Enunciado 1:
Devolva sem nenhuma alteração a parte do trecho que começa nas palavras "Sunday, 22 de" e termina depois de "geram tais acontecimentos.".
Enunciado 2:
Nas linhas do material do exercício, comece na que contém "Ground green bait" e pare depois da que contém "left=196, top=529, right=387, bottom=756". Troque "green bait ball" por "red bait ball" e devolva apenas essas linhas, com todo o resto igual.

Trecho:
--------------------------------

Sunday, 22 de December de 2024 ISSN 1519-7670 - Ano 24 - nº 1319

O choque das anticivilizações

Em meio ao bombardeio de notícias sobre as mais variadas violências – desde um assalto passando por um crime irracional (que aqui significa mais que hediondo), até os sofisticados esquemas de corrupção envolvendo governos, órgãos (que deveriam ser) públicos e corporações – ficamos sempre na análise superficial, isto é, a ocorrência do fato em si, sem nos aprofundarmos nos processos que geram tais acontecimentos.


Em artigo publicado neste Observatório, em março deste ano (‘Quando pessoas são tratadas como coisas‘), sugeri tais observações aprofundadas. Outros textos, porém, já me indicavam tal caminho. Para não me alongar em citações, cito apenas o recente texto de Leonardo Boff intitulado ‘O verdadeiro choque de civilizações‘, publicado no sítio Adital, no qual, citando o pesquisador norte-americano Mike Davis, ele trata da favelização do mundo, acelerada com a introdução do neoliberalismo a partir de 1980, quando:




‘…houve uma privatização de quase tudo, uma acumulação de bens e serviços em poucas mãos de tal monta que desestabilizou socialmente os paises periféricos e lançou milhões e milhões de pessoas na pura informalidade. Para o sistema, eles são ‘óleo queimado’, ‘zeros econômicos’, ‘massa supérflua’ que sequer merece entrar no exército de reserva do capital’.


Incluídos e excluídos


Uma das conseqüências deste processo seria (ou já está sendo) ‘a luta entre a cidade organizada e amedrontada e a favela enfurecida’, isto é, incluídos vs. excluídos – aqui num aspecto político, configurando-se o verdadeiro choque de civilizações –, fato, aliás, observado pelo sistema dominante, o qual já se prepara (e já age) para conflitos urbanos, em favelas, chegando a lembrar um cenário próximo ao da guerra de Canudos. Daí, Boff questiona se a militarização do combate aos traficantes no Rio de Janeiro já não estaria obedecendo a esta estratégia.


Antes fosse uma ‘guerra’ com motivos políticos, pois explicitaria um grande desejo de mudança. Penso que, pior que isso, trata-se de uma luta vazia de sentido político, a violência literal, desumana, uma luta coisificada. Há muito já havia percebido que os diferenciais entre um ladrão de rua – desses que assaltam ou seqüestram – e um corrupto ou corruptor é apenas o tipo de arma utilizada – o primeiro, com uma faca ou revólver; o segundo, com a influência e a caneta – e a pena, para o que é realmente punido. Neste caso, também há incluídos e excluídos, mas em ambos temos o Homem sendo consumido pelos objetos, que procura conquistar a qualquer custo, a que chamo choque das anticivilizações.

--------------------------------

Material do exercício:
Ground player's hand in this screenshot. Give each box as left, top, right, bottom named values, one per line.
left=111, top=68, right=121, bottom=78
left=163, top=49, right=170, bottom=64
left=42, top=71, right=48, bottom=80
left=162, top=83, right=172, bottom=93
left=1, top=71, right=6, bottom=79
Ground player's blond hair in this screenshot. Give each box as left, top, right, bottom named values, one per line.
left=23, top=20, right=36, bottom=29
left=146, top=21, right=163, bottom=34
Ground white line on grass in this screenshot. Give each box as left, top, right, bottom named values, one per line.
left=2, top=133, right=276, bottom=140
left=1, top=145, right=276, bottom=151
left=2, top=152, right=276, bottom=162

--------------------------------

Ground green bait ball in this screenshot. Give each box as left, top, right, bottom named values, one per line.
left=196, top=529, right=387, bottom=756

--------------------------------

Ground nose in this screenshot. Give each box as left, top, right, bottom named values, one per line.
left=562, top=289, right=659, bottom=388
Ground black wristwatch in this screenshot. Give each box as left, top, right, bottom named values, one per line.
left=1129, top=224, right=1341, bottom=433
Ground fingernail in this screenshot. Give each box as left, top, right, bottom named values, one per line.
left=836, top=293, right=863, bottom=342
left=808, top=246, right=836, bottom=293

--------------------------------

Resolução comentada 1:
Sunday, 22 de December de 2024 ISSN 1519-7670 - Ano 24 - nº 1319

O choque das anticivilizações

Em meio ao bombardeio de notícias sobre as mais variadas violências – desde um assalto passando por um crime irracional (que aqui significa mais que hediondo), até os sofisticados esquemas de corrupção envolvendo governos, órgãos (que deveriam ser) públicos e corporações – ficamos sempre na análise superficial, isto é, a ocorrência do fato em si, sem nos aprofundarmos nos processos que geram tais acontecimentos.

Resolução comentada 2:
Ground red bait ball in this screenshot. Give each box as left, top, right, bottom named values, one per line.
left=196, top=529, right=387, bottom=756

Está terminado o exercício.